Exercise: Copy every row below word for word, leaving out the pictures.

** BEGIN **

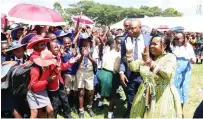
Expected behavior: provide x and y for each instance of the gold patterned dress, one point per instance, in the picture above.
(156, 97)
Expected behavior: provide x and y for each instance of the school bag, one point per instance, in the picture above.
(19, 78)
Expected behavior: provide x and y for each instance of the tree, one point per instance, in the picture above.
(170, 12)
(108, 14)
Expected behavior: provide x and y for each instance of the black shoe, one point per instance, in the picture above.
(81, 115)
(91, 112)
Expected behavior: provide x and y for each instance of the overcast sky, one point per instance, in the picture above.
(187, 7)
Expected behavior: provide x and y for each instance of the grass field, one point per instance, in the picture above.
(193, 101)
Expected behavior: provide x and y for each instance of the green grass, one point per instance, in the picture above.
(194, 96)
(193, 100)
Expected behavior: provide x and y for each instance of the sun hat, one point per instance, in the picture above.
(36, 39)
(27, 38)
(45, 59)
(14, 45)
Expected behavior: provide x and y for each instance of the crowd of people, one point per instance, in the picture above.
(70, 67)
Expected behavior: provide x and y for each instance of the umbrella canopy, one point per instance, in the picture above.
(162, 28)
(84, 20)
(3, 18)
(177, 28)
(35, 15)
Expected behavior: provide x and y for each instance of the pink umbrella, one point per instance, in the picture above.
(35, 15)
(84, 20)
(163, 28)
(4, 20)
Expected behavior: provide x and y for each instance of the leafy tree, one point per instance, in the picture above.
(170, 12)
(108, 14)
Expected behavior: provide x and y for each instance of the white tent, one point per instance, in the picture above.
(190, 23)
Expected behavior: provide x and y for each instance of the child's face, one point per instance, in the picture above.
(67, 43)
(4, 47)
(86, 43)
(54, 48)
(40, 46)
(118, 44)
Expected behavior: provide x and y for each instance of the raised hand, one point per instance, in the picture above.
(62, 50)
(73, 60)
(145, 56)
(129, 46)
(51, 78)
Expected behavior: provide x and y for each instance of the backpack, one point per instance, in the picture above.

** END **

Output for this task:
Expected behavior: provide x and y for each instance of the gold patterned dress, one point per instance, in the picture above.
(156, 97)
Expected behavior: provide x and y for each instance of the school bag, one point per instance, in the picture above.
(19, 78)
Expected behavior: provide x and y for each instance of the tree, one point per instance, in the picture above.
(170, 12)
(108, 14)
Expected behavior: provide x and y for each instance of the black shoe, one point per instance, in the picture above.
(81, 115)
(91, 112)
Expected behavior: provide x and y for each instance of the overcast sky, one point per instance, in the picture above.
(187, 7)
Expected behavior: provide x and y for each instance of the grass field, one point per instance, in the picture above.
(193, 101)
Expected behavior: provide x and y for each instance of the green grass, one point per instance, in the picture above.
(194, 96)
(193, 100)
Expected behavior: provide x and y for each instance of the sun hat, one point per instance, in the picture above.
(36, 39)
(27, 38)
(45, 59)
(14, 45)
Expected behavior: provide x and y for each instance of the crowd of people, one point per instance, in the picture above.
(70, 67)
Expected behavior: provide x and y for each instance of the umbrella canopy, one point per instance, in the picture above.
(162, 28)
(84, 20)
(3, 18)
(177, 28)
(35, 15)
Expected behavior: provide x and y for each instance of the pink umbrella, one point per instance, in the picture above.
(35, 15)
(84, 20)
(163, 28)
(4, 20)
Expected behavior: provide x and y for each instance of the leafy tree, one point per instance, in the picture above.
(170, 12)
(108, 14)
Expected behavior: provide x and y for each instance of the white tent, one point per instance, in the picture above.
(190, 23)
Expected behavior: provide x and y for each instance of the child's face, one point per instance, in the picture above.
(67, 43)
(4, 47)
(86, 43)
(54, 48)
(40, 46)
(118, 44)
Expected behavior: provide x and y for each instance of the raised hand, one point per instance, in the picture above.
(62, 50)
(73, 60)
(145, 56)
(129, 46)
(51, 78)
Expected behavior: provide x and y for each instance of the backpack, one point per instance, in the picture above.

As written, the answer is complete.